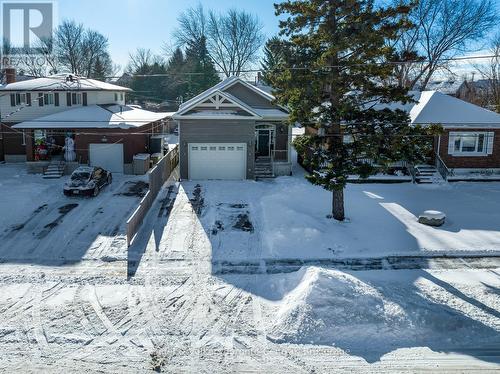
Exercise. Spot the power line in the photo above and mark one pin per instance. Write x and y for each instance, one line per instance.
(409, 62)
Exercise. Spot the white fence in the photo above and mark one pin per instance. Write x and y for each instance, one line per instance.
(157, 178)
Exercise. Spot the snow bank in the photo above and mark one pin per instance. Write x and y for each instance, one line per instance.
(374, 311)
(331, 306)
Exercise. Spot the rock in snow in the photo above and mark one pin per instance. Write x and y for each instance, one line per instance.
(432, 218)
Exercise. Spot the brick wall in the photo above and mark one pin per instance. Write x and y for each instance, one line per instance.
(472, 162)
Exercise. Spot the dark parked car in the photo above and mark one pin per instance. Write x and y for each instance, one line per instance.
(87, 181)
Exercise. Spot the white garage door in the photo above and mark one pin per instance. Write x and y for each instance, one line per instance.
(107, 156)
(217, 161)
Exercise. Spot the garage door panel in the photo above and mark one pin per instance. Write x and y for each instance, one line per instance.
(217, 161)
(107, 156)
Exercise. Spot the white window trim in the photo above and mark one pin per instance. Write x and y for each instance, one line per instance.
(22, 98)
(78, 98)
(454, 135)
(50, 99)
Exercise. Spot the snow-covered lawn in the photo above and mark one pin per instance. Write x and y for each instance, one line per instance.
(287, 218)
(40, 225)
(175, 314)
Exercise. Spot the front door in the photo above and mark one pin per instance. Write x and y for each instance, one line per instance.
(263, 143)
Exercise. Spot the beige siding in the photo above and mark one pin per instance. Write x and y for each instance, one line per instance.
(213, 131)
(249, 97)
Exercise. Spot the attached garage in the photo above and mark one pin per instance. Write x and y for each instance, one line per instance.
(225, 161)
(107, 156)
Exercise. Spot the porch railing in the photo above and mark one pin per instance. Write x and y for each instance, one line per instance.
(442, 168)
(279, 155)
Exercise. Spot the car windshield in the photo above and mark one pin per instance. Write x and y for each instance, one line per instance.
(80, 176)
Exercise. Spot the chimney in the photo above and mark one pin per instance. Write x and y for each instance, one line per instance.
(10, 75)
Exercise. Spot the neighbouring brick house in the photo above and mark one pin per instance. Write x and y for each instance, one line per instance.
************
## Exercise goal
Copy all of the records above word for word, leaving out the pictures.

## Solution to this exercise
Exercise. Spot the power line in the photo above and mark one pin per instance. Write x and y for each instance, one line per instance.
(409, 62)
Exercise. Spot the white fence in the photo above and mark one pin per instance. Write x and y for each instance, one line per instance.
(157, 178)
Exercise. Spot the snow bank in the photo above and mark one pin per instance. Write x and y for each instance, one line per instance.
(374, 311)
(331, 306)
Exercise. Spot the rock in snow in the photo above and mark one pin per instance. Write x and y for each instance, one line per instance.
(432, 218)
Exercise. Spot the brick wall in the photo above and mark one pin per instance. Write x and y for each instance, one line per instance.
(472, 162)
Exercise. Spot the dark parked car in the photo above and mark one pin per instance. Write x and y for each instance, one line per instance.
(87, 181)
Exercise. Spot the white garage door in the photo above and mark one pin per instance. Write x and y for each instance, one line per instance.
(107, 156)
(217, 161)
Exercise. Spot the garage door panel in the photo above and mark one pin per instance. Write x and y for each instance, one line per instance.
(217, 161)
(107, 156)
Exercise. Spot the white window trim in the photo above and mark one pin per instance. Write x and y for each instance, one line per instance.
(22, 98)
(78, 98)
(454, 135)
(50, 99)
Exercise. Spot the snow-covered lawn in the photo above and mark one pin per instance. Write x and y for each instance, one line per instance.
(287, 218)
(40, 225)
(175, 314)
Exercise. Spot the front door in the photo above and mark one pin per instance. Write x and y for each instance, one line per instance.
(263, 143)
Exercise. Spot the beige siding in the photo above and mark one pin per instance. Write x and y for each instance, one line per instance.
(213, 131)
(249, 97)
Exercise. Spot the attached garage in the photo above and mark one pin per instance. Write x and y for each instance, one line per instance.
(225, 161)
(107, 156)
Exercise. Spot the porch railing in the photo above and mark one pin per instance. Write x and y for each instance, one line per instance.
(442, 168)
(279, 155)
Exercise. Spot the car windshield in the photo above and mark one pin per instance. Write x and y for each instance, one line per instance.
(80, 176)
Exercise. Spot the chimney in the photo above and mark one pin per instance. Write x and y for each instance, one line per instance.
(10, 75)
Exercise. Spot the neighbouring brick house in the photo above and mark one pin per instance. Write x and y for each instance, one line per instance.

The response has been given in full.